| REQUIREMENT A |
From the text on business closures, extract the passage from "In January, StatsSA" up to and including "exacerbated by Covid-19.".
| REQUIREMENT B |
According to the text on business closures, how many SMMEs did FinFind survey?
| REQUIREMENT C |
Continue the text on business closures during the pandemic, starting after its final sentence.

| TEXT PROVIDED |
• • • •
At the beginning of the lockdown, the government embarked on the difficult task of simultaneously protecting lives and livelihoods during the pandemic, but recent data shows that businesses are still folding. 

In January, StatsSA announced that the overall number of companies that have been liquidated increased by 20.5% in the fourth quarter of 2020 compared to the same period in 2019.

This decline has resulted in a 14.2% year-on-year increase in the number of liquidations. The list of companies that are intending to shut their doors permanently is also growing.

One of the casualties has been the transport company Unitrans Passenger’s Greyhound buses, which will cease to operate this month after 37 years. The company will also close its Citiliner bus service. Unitrans Passenger said it has been operating in a challenging environment, now exacerbated by Covid-19.

Last year, independent media company Associated Media Publishing (AMP) shut down, resulting in the end of publications such as Cosmopolitan and House & Leisure. In addition, Media24 also closed some of its publications.

Meanwhile, the travel restrictions caused Flight Centre, one of South Africa’s largest travel companies, to close 40% of its stores. Then, in January, Musica announced that it would also stop trading permanently. 

FinFind’s survey found that 42% of small, medium and micro-enterprises (SMMEs) closed during the first five months of the 2020 lockdown. The company, which assists businesses to find funding, surveyed 15 000 SMMEs across all sectors.
The companies that were most significantly impacted were in construction, food and beverage and hospitality.
• • • •
(Data items)
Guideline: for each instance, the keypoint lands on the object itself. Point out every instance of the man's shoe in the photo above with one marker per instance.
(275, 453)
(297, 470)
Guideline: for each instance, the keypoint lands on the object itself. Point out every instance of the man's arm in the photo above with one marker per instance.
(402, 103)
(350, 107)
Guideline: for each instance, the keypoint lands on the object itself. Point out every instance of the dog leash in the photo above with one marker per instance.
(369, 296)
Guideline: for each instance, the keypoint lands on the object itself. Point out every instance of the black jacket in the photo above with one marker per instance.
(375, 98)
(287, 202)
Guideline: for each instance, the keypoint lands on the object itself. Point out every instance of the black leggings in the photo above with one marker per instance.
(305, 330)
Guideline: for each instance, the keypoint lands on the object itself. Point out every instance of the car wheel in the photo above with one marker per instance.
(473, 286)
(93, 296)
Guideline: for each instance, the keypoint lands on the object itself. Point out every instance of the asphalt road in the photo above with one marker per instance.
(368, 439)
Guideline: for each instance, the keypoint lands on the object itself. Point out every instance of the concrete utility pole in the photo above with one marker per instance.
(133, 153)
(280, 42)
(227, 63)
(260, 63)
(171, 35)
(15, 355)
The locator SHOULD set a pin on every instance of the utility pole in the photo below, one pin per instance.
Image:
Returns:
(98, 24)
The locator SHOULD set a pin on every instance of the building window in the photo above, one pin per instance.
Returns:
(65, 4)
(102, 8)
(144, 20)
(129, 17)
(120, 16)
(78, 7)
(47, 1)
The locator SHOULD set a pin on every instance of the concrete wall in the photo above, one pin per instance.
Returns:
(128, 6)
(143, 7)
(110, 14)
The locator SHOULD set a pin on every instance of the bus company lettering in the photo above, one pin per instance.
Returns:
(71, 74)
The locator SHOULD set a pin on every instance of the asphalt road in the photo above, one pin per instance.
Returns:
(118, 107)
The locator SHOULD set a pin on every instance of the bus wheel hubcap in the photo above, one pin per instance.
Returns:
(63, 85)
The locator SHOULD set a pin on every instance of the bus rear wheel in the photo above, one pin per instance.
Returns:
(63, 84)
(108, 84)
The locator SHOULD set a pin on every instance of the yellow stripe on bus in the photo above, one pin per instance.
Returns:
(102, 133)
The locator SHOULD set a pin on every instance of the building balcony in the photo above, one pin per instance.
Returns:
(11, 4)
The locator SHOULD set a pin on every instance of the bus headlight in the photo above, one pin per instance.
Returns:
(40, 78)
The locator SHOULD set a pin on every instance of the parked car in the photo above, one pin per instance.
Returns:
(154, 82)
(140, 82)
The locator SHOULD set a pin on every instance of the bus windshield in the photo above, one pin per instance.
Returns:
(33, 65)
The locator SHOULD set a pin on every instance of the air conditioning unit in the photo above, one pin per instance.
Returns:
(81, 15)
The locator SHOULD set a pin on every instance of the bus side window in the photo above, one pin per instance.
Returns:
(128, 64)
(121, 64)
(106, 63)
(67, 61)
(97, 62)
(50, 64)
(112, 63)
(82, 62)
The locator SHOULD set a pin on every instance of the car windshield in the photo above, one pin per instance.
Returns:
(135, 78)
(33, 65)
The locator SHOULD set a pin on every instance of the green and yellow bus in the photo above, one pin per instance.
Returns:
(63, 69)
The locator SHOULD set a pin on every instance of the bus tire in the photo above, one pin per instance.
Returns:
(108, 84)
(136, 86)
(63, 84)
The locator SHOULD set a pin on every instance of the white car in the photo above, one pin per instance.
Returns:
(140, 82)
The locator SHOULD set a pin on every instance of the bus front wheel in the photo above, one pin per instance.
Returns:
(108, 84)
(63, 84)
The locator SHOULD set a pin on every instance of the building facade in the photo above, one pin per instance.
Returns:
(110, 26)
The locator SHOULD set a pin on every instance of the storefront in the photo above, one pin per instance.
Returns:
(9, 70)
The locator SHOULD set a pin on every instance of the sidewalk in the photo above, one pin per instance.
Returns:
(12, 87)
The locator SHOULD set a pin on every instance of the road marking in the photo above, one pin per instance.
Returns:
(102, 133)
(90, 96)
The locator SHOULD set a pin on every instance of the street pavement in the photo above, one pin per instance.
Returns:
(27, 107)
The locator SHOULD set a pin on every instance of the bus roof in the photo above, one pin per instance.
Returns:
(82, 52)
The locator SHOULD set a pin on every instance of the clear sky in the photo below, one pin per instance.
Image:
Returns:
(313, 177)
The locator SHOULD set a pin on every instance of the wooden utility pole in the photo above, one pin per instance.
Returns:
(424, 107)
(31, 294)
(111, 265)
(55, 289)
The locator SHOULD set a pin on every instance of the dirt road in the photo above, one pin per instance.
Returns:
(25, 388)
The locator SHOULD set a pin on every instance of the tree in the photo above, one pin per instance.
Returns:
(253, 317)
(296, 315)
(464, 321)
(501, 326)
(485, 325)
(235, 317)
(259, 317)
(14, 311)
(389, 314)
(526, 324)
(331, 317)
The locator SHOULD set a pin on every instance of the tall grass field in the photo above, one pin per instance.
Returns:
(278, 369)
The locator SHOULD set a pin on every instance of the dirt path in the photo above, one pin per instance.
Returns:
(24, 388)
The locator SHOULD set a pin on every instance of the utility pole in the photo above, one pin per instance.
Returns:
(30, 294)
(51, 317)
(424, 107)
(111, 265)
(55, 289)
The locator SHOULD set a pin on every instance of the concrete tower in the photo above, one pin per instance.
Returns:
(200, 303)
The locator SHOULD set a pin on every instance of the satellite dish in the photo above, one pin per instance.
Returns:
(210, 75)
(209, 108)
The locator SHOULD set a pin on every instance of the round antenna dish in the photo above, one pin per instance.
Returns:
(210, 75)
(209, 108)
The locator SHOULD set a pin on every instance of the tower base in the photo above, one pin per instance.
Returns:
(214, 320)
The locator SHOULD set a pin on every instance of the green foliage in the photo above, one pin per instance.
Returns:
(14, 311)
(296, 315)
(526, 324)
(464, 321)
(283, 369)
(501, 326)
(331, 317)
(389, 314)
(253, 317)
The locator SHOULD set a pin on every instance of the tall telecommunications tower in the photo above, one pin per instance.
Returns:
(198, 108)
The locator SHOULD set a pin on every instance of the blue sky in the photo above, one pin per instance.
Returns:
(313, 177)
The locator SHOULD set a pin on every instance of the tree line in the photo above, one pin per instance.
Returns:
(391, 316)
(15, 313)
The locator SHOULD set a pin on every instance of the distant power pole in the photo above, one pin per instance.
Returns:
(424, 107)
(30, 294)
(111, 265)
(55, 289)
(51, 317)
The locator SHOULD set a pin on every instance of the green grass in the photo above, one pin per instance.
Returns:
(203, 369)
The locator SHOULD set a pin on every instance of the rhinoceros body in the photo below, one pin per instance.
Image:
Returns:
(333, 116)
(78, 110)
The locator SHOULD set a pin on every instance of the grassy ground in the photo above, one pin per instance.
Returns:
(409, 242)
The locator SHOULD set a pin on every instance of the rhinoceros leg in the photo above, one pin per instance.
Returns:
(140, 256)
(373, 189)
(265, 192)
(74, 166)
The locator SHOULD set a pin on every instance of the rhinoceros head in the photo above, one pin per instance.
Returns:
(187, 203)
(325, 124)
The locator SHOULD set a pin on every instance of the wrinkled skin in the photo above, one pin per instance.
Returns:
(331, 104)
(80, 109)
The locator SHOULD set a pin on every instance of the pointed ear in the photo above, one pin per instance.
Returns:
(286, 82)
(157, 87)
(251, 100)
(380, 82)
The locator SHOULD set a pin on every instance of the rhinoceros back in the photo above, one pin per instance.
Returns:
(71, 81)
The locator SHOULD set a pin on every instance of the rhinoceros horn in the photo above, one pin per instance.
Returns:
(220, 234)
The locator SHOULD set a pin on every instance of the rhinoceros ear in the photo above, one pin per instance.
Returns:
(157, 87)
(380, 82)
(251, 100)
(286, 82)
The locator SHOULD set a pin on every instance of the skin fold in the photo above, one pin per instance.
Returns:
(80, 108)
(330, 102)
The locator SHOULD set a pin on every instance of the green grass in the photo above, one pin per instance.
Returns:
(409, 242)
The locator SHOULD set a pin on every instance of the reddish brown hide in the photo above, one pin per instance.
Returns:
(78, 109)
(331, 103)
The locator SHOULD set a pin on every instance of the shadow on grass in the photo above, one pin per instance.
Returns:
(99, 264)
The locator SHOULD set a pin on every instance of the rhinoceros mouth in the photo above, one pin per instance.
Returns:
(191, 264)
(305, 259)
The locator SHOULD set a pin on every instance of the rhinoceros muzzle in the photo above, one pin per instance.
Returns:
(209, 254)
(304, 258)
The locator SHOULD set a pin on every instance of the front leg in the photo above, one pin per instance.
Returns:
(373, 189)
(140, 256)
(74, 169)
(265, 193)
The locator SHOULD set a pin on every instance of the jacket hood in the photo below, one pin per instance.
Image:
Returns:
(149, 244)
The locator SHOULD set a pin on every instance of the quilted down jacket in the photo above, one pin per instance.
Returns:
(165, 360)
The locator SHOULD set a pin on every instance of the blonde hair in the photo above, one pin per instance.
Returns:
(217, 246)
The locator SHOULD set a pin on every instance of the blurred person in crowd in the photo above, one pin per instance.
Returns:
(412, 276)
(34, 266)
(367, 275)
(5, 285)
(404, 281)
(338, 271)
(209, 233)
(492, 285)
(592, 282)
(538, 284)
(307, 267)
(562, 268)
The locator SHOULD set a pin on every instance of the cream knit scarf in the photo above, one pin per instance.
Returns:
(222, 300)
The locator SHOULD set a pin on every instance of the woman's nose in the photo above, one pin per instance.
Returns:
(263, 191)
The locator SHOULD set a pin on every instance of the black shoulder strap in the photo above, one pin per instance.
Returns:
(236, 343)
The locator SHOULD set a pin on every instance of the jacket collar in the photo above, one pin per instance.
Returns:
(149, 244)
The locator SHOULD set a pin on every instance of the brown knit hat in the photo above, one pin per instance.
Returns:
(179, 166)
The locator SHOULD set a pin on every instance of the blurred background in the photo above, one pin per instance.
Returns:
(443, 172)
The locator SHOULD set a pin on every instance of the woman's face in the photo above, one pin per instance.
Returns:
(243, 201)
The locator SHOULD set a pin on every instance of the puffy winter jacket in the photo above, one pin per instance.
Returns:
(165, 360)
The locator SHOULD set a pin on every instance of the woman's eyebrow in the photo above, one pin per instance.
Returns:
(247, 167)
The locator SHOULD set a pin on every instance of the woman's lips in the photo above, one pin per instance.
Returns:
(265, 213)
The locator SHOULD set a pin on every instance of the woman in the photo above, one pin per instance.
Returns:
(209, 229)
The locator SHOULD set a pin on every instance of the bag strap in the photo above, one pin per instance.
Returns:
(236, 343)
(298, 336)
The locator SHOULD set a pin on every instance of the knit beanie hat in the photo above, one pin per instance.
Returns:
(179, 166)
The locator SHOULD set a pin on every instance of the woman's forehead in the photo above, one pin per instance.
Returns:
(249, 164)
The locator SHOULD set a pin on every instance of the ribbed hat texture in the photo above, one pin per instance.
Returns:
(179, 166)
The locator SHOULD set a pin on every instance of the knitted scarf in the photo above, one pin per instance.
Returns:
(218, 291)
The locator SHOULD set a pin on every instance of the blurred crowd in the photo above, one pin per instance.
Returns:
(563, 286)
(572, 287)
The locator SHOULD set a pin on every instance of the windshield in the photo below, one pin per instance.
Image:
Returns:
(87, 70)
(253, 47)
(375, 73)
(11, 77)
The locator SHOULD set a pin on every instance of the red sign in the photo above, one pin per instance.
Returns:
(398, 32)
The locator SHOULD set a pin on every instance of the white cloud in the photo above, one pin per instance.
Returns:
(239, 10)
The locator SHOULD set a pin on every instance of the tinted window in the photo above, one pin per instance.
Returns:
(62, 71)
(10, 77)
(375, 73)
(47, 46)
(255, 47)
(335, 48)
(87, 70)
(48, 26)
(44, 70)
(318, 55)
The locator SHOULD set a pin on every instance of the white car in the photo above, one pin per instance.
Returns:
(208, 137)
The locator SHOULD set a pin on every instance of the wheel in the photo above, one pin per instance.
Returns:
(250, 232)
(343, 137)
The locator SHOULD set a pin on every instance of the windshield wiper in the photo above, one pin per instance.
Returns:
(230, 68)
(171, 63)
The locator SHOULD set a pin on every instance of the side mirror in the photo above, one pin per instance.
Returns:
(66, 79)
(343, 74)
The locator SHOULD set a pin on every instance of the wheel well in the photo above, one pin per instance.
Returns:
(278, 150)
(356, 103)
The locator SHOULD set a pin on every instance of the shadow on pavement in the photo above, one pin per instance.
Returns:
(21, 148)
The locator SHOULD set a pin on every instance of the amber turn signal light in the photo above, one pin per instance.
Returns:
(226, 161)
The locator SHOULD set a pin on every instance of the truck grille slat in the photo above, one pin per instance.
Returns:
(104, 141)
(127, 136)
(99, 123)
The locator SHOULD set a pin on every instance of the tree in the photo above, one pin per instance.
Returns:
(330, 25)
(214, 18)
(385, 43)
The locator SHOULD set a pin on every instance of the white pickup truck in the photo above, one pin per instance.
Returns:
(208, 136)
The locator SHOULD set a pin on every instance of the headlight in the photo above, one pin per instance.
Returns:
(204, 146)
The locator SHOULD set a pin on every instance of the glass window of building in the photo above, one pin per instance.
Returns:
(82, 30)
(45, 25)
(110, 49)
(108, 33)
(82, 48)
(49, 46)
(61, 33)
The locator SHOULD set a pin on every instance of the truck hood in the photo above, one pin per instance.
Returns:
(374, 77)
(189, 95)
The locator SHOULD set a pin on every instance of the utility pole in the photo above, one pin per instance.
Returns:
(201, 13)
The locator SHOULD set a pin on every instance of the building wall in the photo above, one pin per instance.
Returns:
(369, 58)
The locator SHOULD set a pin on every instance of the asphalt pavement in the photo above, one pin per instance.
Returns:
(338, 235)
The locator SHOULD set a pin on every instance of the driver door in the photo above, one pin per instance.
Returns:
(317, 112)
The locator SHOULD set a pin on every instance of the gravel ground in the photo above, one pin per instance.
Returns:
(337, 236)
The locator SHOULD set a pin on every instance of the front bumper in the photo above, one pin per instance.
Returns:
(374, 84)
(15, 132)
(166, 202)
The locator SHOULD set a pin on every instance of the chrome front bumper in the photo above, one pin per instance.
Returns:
• • • •
| OUTPUT A |
In January, StatsSA announced that the overall number of companies that have been liquidated increased by 20.5% in the fourth quarter of 2020 compared to the same period in 2019.

This decline has resulted in a 14.2% year-on-year increase in the number of liquidations. The list of companies that are intending to shut their doors permanently is also growing.

One of the casualties has been the transport company Unitrans Passenger’s Greyhound buses, which will cease to operate this month after 37 years. The company will also close its Citiliner bus service. Unitrans Passenger said it has been operating in a challenging environment, now exacerbated by Covid-19.

| OUTPUT B |
FinFind surveyed 15 000 SMMEs across all sectors.

| OUTPUT C |
This has had a ripple effect on jobs. The Commission for conciliation, mediation and arbitration (CCMA) told the Mail & Guardian that between 1 April and 31 December 2020, it had received 985 large-scale retrenchment referrals compared to the 555 it saw in the same period of 2019.

This will add to the already high unemployment rate of 30.8%. 

Companies continue to struggle

Elzabe Zietsman’s only birthday wish for her 60th was to sell her guest house.
“Letting go of that burden will mean that I can just breathe. So that’s my big wish. It must have been around August or September when I realised that I am not going to be able to save it and carry on,” Zietsman told the M&G.

Zietsies guest house in Brixton, Johannesburg, has been operating for 15 years.
Covid-19 hit all Zietsman’s income streams — the guest house, its private dining room as  well as her work as an actress and cabaret singer.

“It was an already tough two years before the pandemic struck. So by the time it hit, I had no reserves. It’s been a daily battle.”

Zietsman says she is usually able to drag herself out of a tight corner. “But, yoh, it felt like I was completely overwhelmed, and I am not going to be able to get out of this dark hole at all.”

She applied for all the relief she was able to, but the R50 000 she received from the tourism department was only enough to cover her municipal bills for her lodge for three months.

Zietsman’s staff received Unemployment Insurance Fund payments, but now, with that relief having dried up, she can no longer pay them.

“Now it’s almost worse for me than it was with the first lockdown. Because until now, I managed to fight to stay standing. But now there is no relief anymore. There’s nothing.”

Major loss

In August last year entrepreneur Sidwell Phutheho had to close down his Anat restaurant franchisee in Melrose, Johannesburg. 

Phutheho could not afford to pay rent, staff or service franchise fees. Twelve people lost their jobs.

“We lost a great deal of money. In fact, all our investment into the franchise, as we signed a five-year contract,” he said, estimating a total loss of R2.5-million. 

Meanwhile, Phutheho’s other business, a lodge called 63-on-Nyale in Kameeldrift East, Pretoria, is also on its last legs.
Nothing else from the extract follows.